++++ MATERIAL FOR THIS EXERCISE

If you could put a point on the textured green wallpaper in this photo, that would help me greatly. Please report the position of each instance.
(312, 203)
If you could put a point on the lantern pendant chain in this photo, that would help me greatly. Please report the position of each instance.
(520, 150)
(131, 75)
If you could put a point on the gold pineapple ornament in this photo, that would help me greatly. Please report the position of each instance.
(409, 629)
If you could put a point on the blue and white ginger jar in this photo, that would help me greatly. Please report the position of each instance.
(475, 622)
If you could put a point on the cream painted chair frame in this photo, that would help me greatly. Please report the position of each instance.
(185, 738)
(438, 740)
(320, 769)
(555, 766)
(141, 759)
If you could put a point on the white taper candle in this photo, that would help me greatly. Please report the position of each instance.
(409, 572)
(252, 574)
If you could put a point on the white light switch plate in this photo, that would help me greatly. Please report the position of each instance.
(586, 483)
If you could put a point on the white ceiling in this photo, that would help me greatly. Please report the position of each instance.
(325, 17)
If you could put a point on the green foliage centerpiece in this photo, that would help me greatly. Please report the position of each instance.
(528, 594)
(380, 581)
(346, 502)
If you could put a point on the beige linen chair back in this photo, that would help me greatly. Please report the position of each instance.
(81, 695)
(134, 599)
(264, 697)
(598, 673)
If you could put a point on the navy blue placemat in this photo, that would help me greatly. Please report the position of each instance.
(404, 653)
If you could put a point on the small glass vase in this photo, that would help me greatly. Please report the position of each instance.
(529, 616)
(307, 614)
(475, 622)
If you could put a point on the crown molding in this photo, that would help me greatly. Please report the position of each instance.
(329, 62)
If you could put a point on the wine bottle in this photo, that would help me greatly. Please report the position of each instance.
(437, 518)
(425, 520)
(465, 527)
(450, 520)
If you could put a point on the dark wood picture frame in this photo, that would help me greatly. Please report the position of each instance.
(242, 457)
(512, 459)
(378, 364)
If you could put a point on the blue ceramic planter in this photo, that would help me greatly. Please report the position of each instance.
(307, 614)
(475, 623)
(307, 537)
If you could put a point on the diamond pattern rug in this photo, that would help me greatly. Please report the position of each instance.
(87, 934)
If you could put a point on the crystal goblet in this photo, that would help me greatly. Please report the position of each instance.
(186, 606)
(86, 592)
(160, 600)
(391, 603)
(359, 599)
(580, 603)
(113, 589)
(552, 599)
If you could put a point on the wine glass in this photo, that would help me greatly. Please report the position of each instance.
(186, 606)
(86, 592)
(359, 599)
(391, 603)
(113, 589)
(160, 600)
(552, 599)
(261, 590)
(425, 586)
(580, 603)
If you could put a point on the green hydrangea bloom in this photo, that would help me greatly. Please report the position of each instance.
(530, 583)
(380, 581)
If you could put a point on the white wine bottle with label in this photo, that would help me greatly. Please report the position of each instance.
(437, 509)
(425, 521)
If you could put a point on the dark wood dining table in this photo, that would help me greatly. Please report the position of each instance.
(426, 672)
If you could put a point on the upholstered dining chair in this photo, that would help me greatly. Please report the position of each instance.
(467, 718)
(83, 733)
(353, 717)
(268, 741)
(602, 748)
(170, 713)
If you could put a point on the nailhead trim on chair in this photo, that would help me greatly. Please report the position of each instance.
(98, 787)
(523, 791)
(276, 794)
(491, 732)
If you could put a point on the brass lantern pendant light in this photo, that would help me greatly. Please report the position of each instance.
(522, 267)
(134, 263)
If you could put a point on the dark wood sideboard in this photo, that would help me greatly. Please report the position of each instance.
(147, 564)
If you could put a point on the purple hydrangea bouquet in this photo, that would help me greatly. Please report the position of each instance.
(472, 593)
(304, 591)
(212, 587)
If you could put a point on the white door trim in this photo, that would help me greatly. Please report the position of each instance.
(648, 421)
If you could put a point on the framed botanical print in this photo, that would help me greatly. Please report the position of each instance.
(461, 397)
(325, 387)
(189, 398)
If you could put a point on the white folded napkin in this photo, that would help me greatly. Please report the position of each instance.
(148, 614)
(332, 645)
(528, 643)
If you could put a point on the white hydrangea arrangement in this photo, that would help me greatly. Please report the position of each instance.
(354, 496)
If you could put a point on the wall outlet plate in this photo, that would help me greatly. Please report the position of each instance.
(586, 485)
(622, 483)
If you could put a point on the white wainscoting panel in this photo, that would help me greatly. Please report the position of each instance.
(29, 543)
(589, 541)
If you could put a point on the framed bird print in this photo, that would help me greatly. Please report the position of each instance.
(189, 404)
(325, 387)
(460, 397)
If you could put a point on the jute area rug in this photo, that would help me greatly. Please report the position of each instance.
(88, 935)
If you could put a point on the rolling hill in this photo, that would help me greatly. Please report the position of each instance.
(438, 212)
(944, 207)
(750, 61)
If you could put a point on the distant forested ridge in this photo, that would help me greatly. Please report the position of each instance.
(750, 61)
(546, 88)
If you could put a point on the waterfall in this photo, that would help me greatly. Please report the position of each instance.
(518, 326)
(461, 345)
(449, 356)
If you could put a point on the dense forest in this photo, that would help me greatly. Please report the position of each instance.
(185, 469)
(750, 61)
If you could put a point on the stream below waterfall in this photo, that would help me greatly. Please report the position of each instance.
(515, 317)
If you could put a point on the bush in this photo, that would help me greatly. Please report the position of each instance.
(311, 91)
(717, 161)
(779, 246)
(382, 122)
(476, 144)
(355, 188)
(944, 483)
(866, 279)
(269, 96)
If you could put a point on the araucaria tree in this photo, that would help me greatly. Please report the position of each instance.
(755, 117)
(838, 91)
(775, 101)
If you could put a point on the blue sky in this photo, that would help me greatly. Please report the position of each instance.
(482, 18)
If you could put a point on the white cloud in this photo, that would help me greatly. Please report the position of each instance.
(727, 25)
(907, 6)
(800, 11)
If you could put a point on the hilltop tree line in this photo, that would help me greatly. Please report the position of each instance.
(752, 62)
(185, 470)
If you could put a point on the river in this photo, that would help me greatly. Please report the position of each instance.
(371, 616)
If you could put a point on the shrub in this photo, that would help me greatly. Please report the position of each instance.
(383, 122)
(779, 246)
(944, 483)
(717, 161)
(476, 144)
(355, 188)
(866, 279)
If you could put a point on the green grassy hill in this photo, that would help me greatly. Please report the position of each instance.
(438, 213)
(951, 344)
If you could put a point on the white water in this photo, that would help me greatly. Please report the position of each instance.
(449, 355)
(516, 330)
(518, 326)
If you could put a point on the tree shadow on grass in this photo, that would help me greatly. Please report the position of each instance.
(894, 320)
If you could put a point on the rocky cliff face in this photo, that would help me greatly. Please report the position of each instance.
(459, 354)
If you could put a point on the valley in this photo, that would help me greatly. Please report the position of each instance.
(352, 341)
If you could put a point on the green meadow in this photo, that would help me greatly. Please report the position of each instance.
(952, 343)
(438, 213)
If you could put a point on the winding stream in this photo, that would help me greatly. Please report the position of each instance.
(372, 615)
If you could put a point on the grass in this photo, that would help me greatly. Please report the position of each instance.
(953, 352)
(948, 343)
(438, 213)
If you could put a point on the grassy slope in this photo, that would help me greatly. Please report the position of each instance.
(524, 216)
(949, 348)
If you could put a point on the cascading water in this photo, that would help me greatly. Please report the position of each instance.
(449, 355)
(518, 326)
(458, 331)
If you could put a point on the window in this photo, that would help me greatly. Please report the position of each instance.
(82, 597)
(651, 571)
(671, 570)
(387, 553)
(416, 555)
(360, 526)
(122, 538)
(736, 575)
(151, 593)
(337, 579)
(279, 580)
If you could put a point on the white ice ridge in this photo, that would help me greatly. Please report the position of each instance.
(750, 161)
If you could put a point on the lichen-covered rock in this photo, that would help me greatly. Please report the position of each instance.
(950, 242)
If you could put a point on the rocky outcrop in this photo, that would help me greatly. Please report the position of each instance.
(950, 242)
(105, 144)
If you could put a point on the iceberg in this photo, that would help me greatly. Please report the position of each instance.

++++++++

### TASK REQUIREMENTS
Every entry must be quoted exactly as it appears above.

### WRITTEN REPLY
If you could put a point on the textured green wallpaper in this photo, that would help me greatly. Please report the position of each instance.
(312, 203)
If you could put a point on the lantern pendant chain in this photo, that would help me greatly. Please report the position of each instance.
(520, 150)
(131, 75)
If you could put a point on the gold pineapple ornament in this photo, that would help me greatly. Please report the position of each instance.
(409, 629)
If you could put a point on the blue and white ginger jar in this photo, that would help me greatly. Please report the position of each instance.
(475, 622)
If you could put a point on the cream painted chair frame in this photo, that would help me greatly. Please report the position of each instance.
(185, 738)
(438, 740)
(320, 769)
(555, 766)
(141, 759)
If you could put a point on the white taper candle in this photo, that would help me greatly. Please report the position of each instance.
(409, 572)
(252, 574)
If you could put a point on the white light switch plate in this photo, that would help me greatly. Please report the position of each instance.
(586, 483)
If you could put a point on the white ceiling in this photo, that would help me greatly. Please report the position of each instance.
(325, 17)
If you could put a point on the green foliage centerpiece in this photo, that would help me greatly. Please report the position of each instance.
(528, 594)
(380, 581)
(346, 502)
If you could put a point on the beige linen chair back in this photo, that would help me greatly. Please report the position of each instance.
(81, 695)
(134, 599)
(264, 697)
(598, 673)
If you could put a point on the navy blue placemat in this photo, that would help me greatly. Please report the position of each instance.
(404, 653)
If you could put a point on the small glass vase in this photo, that would help me greatly. Please report the position of each instance.
(529, 616)
(307, 614)
(475, 622)
If you could put a point on the crown molding in this photo, that would help me greatly. Please report the position of each instance.
(329, 62)
If you could put a point on the wine bottle in this photo, that would help me greatly. Please report the position of each instance.
(437, 518)
(425, 520)
(465, 527)
(450, 520)
If you could put a point on the dark wood picture frame in this photo, that would help me greatly. Please report the position of each instance.
(242, 457)
(512, 459)
(378, 364)
If you could put a point on the blue ceramic planter in this photo, that would help me greatly. Please report the position of each instance.
(307, 614)
(475, 623)
(307, 537)
If you could put a point on the diamond pattern rug in this photo, that would help me greatly. Please report the position of each instance.
(87, 934)
If you could put a point on the crystal goblet in this photo, that would help me greatly. Please report the position of each instance.
(186, 606)
(86, 592)
(160, 600)
(391, 603)
(359, 599)
(580, 603)
(113, 589)
(552, 599)
If you could put a point on the wine glass in this photo, that would help me greatly. Please report the position of each instance.
(186, 606)
(86, 592)
(359, 599)
(391, 603)
(113, 589)
(160, 600)
(552, 599)
(261, 590)
(425, 586)
(580, 603)
If you could put a point on the green hydrangea bloom in this photo, that would help me greatly. Please report the position of each instance.
(530, 583)
(380, 581)
If you could put a point on the white wine bottle with label in this photo, that would help me greatly. Please report the position of each instance.
(437, 509)
(425, 521)
If you could put a point on the dark wood dining table in this photo, that would help me greatly. Please report the position of each instance.
(426, 672)
If you could put a point on the upholstered dining chair in this photo, that would help me greatly. Please report the position of each instance.
(467, 718)
(83, 733)
(353, 717)
(268, 741)
(602, 748)
(170, 713)
If you could put a point on the nailhead trim on chair in this photo, that would help me greatly. Please report the position of each instance.
(98, 787)
(523, 791)
(276, 794)
(491, 732)
If you could put a point on the brass lantern pendant light in this photo, that would help me greatly. Please report the position of each instance.
(522, 267)
(134, 263)
If you could put a point on the dark wood sideboard in this photo, that would help me greatly. Please report the position of each instance.
(147, 564)
If you could put a point on the purple hydrangea bouquet in this photo, that would help me greatly. Please report the position of each instance.
(472, 593)
(304, 591)
(212, 587)
If you could put a point on the white door trim in this photo, that would help me greatly. Please report the position of each instance.
(648, 421)
If you could put a point on the framed botanical print in this photo, that would help me greatly. Please report the position of each instance.
(461, 397)
(325, 387)
(189, 398)
If you could put a point on the white folded napkin in this photo, that would help me greatly. Please report the position of each instance.
(148, 614)
(332, 645)
(528, 643)
If you could put a point on the white hydrangea arrangement in this photo, that would help me greatly. Please report the position of each instance.
(354, 496)
If you could put a point on the wall outlet plate in this photo, that would help me greatly. Please report the position of each instance.
(586, 485)
(622, 483)
If you could put a point on the white wainscoting panel in this photo, that would help me greatly. Please report the position of each instance.
(29, 543)
(589, 541)
If you could put a point on the framed bird print in this photo, that would help me greatly. Please report the position of each instance.
(189, 404)
(325, 387)
(460, 397)
If you could put a point on the jute area rug in this photo, that would help me greatly. Please report the position of each instance.
(88, 935)
If you could put a point on the rolling hill in this photo, that would help me greatly. Please report the position of each instance.
(438, 212)
(944, 207)
(750, 61)
If you could put a point on the distant forested ridge in this photo, that would help me greatly. Please report the position of each instance.
(750, 61)
(546, 88)
If you could put a point on the waterfall in this photo, that would help me greatly. Please report the position of each instance.
(518, 326)
(461, 345)
(449, 356)
If you could put a point on the dense forest in this photo, that would help me greatly. Please report the position of each instance.
(185, 469)
(750, 61)
If you could put a point on the stream below waterfall in this photo, that would help me greatly. Please report the position of each instance.
(515, 317)
If you could put a point on the bush in this photo, that would help me greatly. Please report the position of each instance.
(311, 91)
(717, 161)
(779, 246)
(382, 122)
(476, 144)
(355, 188)
(944, 483)
(866, 279)
(269, 96)
If you could put a point on the araucaria tree in this photo, that would help me greatly. Please report the position of each instance.
(755, 117)
(838, 91)
(775, 101)
If you could put a point on the blue sky in this photo, that would help me greatly. Please report the position of each instance.
(482, 18)
If you could put a point on the white cloud in this photo, that would help me greatly. Please report the position of each instance.
(727, 25)
(907, 6)
(800, 11)
If you could put a point on the hilltop tree line in this photo, that would help me greatly. Please report the position of each instance.
(752, 62)
(185, 470)
If you could put a point on the river in this photo, that would help me greatly. Please report the position of each instance.
(371, 616)
If you could put a point on the shrub in this photo, that would help me greatly. Please report the position of each instance.
(383, 122)
(779, 246)
(944, 483)
(717, 161)
(476, 144)
(355, 188)
(866, 279)
If you could put a point on the green grassy hill in this photo, that would help me greatly. Please report the position of each instance.
(438, 213)
(951, 344)
If you could put a point on the white water in this photo, that would help me greatly. Please report the position of each instance.
(449, 355)
(516, 330)
(518, 326)
If you could put a point on the tree shadow on grass in this photo, that would help me greatly. Please report the position of each instance.
(894, 320)
If you could put a point on the rocky cliff face in this photo, that would help me greatly. Please report the position of each instance.
(459, 354)
If you could put a point on the valley in this photo, that would help me greatly. Please report the position of each instance.
(352, 341)
If you could put a point on the green meadow in this photo, that would help me greatly. Please report the position of each instance.
(952, 343)
(438, 213)
If you could put a point on the winding stream in this photo, that would help me greatly. Please report the position of each instance.
(372, 615)
If you could put a point on the grass in this photo, that would help me greatly. Please report the position of each instance.
(953, 352)
(948, 343)
(438, 213)
If you could put a point on the grassy slope in this photo, that would help me greatly. Please report the position of each instance.
(524, 216)
(949, 348)
If you could put a point on the cascading water in this photo, that would help me greatly. Please report the position of each instance.
(449, 355)
(518, 326)
(458, 331)
If you could put a point on the window in this photo, that would help me greatly. Please report the position of each instance.
(82, 597)
(651, 571)
(671, 570)
(387, 553)
(416, 555)
(360, 526)
(122, 538)
(736, 575)
(151, 593)
(337, 579)
(279, 580)
If you could put a point on the white ice ridge in this photo, that would help me greatly. Please report the position of each instance.
(750, 161)
If you could put a point on the lichen-covered rock in this photo, that would help me greatly. Please report the position of each instance.
(950, 242)
If you could put a point on the rocky outcrop in this photo, that would help me greatly. Please report the position of each instance.
(950, 242)
(105, 144)
If you could put a point on the iceberg in this photo, that would help me greatly. Please report the position of each instance.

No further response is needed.